El fiscal revelaba el sentido común de una época. No era posible comprender esa marcha
obediente, galútica, hacia el matadero. Se suponía que los judíos debían haber
comprendido el destino que se cernía sobre ellos y debieron haber resistido.
Pero no lo hicieron. Excepto los héroes que habían huido a los bosques, los Mordejai
Anielewicz que habían tomado las armas y se habían arriesgado a una muerte digna , los
judíos que podía imaginar el fiscal se habían dejado matar.
El fiscal se refería a la desaparición de la judería europea como la culminación de los
sufrimientos de la diáspora. Así, "la historia era el objeto alrededor del cual giraba el
juicio" y el acusado en la cabina de cristal, no era Adolf Eichmann, el especialista en
asuntos judíos del Reich , sino el antisemitismo, desde la destrucción del templo hasta la
Solución final.
La Shoá representaba así el final de una época en la cual los judíos dependían de la
salvación externa, sea ésta el brazo poderoso de un dios terrible que castigaba y salvaba, o
la piedad de un gobernante gentil que otorgaba graciosamente derechos al pueblo
honesto y fiel que vivía en su territorio.
Pero en 1961 ya no sería así. Como aquel rey bárbaro que al ser instruido en los misterios
del cristianismo lamentaba no haber estado en Judea con sus francos para evitar la
crucifixión, se sugería que otro habría sido el destino de los judíos y de los nazis, de
haberse contado con más jóvenes macabeos dispuestos a tomar la historia en sus manos .
Porque el judío ya no dependería de un mundo pretendidamente ilustrado, pero que
había presenciado su eliminación física sin alzar la voz. Ya no se sería como el fiel Mordejai
de Purim, que confiaba en las retribuciones de su soberano. El judío que el mundo vería
de allí en más sería un Josué, un David, como aquel rey-pastor, capaz de empuñar a la vez,
su arado y su fusil. Otro Mordejai: el joven Anielewicz dispuesto a morir con las armas en
la mano.
Pero si el judío nuevo era el luchador, el judío del exilio había sido aquel que arrastraba
sobre sus encorvados hombros siglos de persecuciones a los que sólo había enfrentado
con una judía resignación. Si sólo eran dignos los judíos de la Shoá que habían luchado,
¿dónde se debía ubicar el sobreviviente que había escapado a la muerte?
Así, el fiscal Gideon Hausner condenaba a sus testigos, paradójicamente, al silencio.
Más tarde se pretendió hacer justicia. El sobreviviente debía ser respetado sólo por su
experiencia. La mera supervivencia bastaba para señalar el fracaso de un enemigo que
pretendía despojar al judío de su condición humana.
El concepto de resistencia comenzó a incluir entonces a todas las acciones de los judíos
durante el período nazi, llegándose incluso a considerar resistencia al Judenrat que
incrementaba la producción en los guetos para hacersenecesario a los nazis.
Pero, ¿qué pensaría Mordejai Anielewicz de Leo Baeck, aquel dirigente de la comunidad
berlinesa que ocultaba a sus representados el destino que les aguardaba para no
agregarles sufrimiento ?
Si la resistencia se diferencia de la supervivencia , es por el carácter político del concepto.

▸ **CONJUNTO DE TAREAS**:
1. Responde con datos del texto sobre el juicio a Eichmann:
(a) ¿Cómo se refería el fiscal a la desaparición de la judería europea?
(b) ¿Cuál era el nombre completo del fiscal?
(c) ¿Qué ocultaba Leo Baeck a sus representados, y con qué fin?
2. Prosigue el texto sobre el juicio a Eichmann a partir de su última oración.

▸ **Entradas de datos almacenados**:

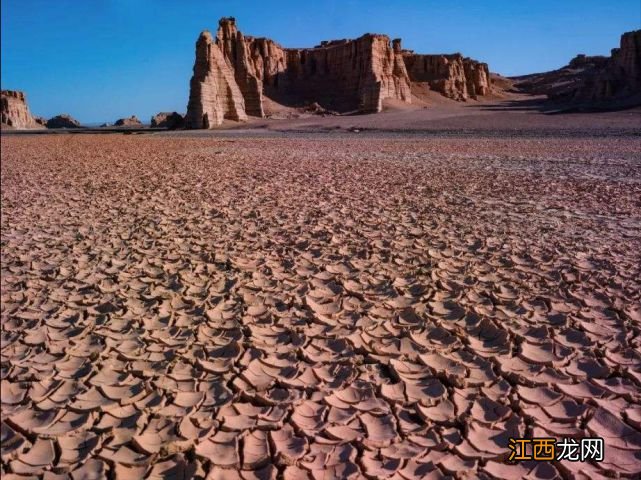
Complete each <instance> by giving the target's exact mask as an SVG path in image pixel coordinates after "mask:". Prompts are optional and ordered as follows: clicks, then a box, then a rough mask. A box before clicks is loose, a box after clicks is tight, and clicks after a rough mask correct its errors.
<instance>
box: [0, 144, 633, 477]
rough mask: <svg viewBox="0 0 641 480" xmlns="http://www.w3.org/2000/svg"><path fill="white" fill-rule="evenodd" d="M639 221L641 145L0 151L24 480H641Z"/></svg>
mask: <svg viewBox="0 0 641 480" xmlns="http://www.w3.org/2000/svg"><path fill="white" fill-rule="evenodd" d="M348 135H349V134H348ZM640 199H641V170H640V158H639V152H638V137H601V138H590V137H587V138H586V137H582V138H579V137H556V138H555V137H548V138H545V140H542V139H540V138H536V136H533V137H531V138H510V137H503V138H500V137H497V138H491V137H483V138H469V137H468V138H439V137H438V136H432V137H430V138H429V139H420V138H418V137H416V136H414V138H401V137H398V136H387V137H386V136H378V137H377V136H369V137H368V136H358V138H354V136H351V137H349V136H347V135H344V136H341V135H338V136H335V137H332V138H328V137H323V136H312V137H304V136H292V138H271V139H270V138H235V139H233V140H230V139H216V138H212V137H202V138H184V137H180V136H177V137H174V138H172V137H163V136H154V137H132V136H109V137H105V136H91V135H88V136H46V137H44V136H41V137H3V138H2V272H1V273H2V333H1V348H2V350H1V352H2V367H1V378H2V385H1V387H2V388H1V391H2V414H1V419H2V449H1V454H2V457H1V458H2V461H1V467H0V468H1V471H0V473H2V477H3V479H6V480H10V479H25V478H46V479H73V480H78V479H100V478H109V479H113V478H152V479H157V478H175V479H180V478H185V479H186V478H208V479H211V480H214V479H225V480H227V479H245V480H249V479H272V478H284V479H288V480H293V479H333V478H336V479H356V478H368V479H395V480H402V479H405V480H410V479H416V478H426V479H427V478H429V479H436V478H447V477H449V478H546V479H552V478H589V479H599V478H605V477H615V476H617V475H618V476H622V477H629V478H638V475H639V474H640V473H641V393H640V392H641V353H640V349H641V340H640V330H641V307H640V304H641V299H640V297H641V293H640V292H641V284H640V279H641V267H640V265H641V257H640V253H639V252H641V240H640V239H641V220H640V219H641V200H640ZM511 436H512V437H553V438H559V439H560V438H582V437H586V436H589V437H594V436H599V437H602V438H603V439H604V441H605V458H604V460H603V462H601V463H589V462H588V463H580V462H579V463H573V462H567V461H562V462H550V463H531V462H524V463H518V464H508V463H506V458H507V456H508V447H507V445H508V438H509V437H511Z"/></svg>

▸ **RESPUESTAS ESCRITAS**:
1.
(a) Como la culminación de los sufrimientos de la diáspora.
(b) Gideon Hausner.
(c) El destino que les aguardaba, para no agregarles sufrimiento.

2.
La resistencia implica una voluntad conciente de entorpecer o impedir que el enemigo
cumpla con sus objetivos. Pero debe implicar un proyecto compartido.
Conciente, racional (aun si está basada en un error de cálculo), trascendente y
compartida.
Así, introducir alimentos clandestinamente a un gueto o a un campo para fortalecer a los
cuadros que organizarán la defensa , es un acto que puede ser definido como resistencia.
En cambio, colocarse al final de la fila para recibir la porción más espesa de la sopa, como
habían aprendido a hacer los veteranos de los campos, sin ser una acción repudiable,
debe inscribirse en un acto de supervivencia ¿Pero, debería enmarcarse dentro de la
definición política de resistencia?
Dejar de considerar a la lucha armada como la única forma de resistencia posible ha sido
un gran adelanto en la concepción que las generaciones post Shoá tuvieron de sus
antecesores, sobre todo al cuestionar la idea de que quienes no resistieron eran judíos
temerosos.
Sin embargo, la ambigüedad del concepto de resistencia, además de vaciar el término de
un significado que siempre ha tenido un consenso netamente político, sirve a los efectos
de invisibilizar las tensiones, los conflictos y las profundas discrepancias que desgarraron
a la judería europea en suma, privarlos de aquello que fue -hasta su muerte-, su vida.
Pero, los rituales de la memoria necesitan un pueblo judío unido en su destino. Por estos y
por otros caminos, quisiéramos explorar los desencuentros entre la historia y la memoria.
Historia y memoria. Usos y abusos de la Shoá
Si bien la historia se construye como una interpretación acerca del pasado, no toda mirada
sobre el pasado significa haber realizado una mirada histórica. El estudio de la historia
exige seleccionar aspectos del pasado pertinentes para el presente, y por esa razón, los
interrogantes a los que sometemos a esos fragmentos del pasado son siempre diferentes,
modificados con las propias preguntas, incómodos como todas las preguntas.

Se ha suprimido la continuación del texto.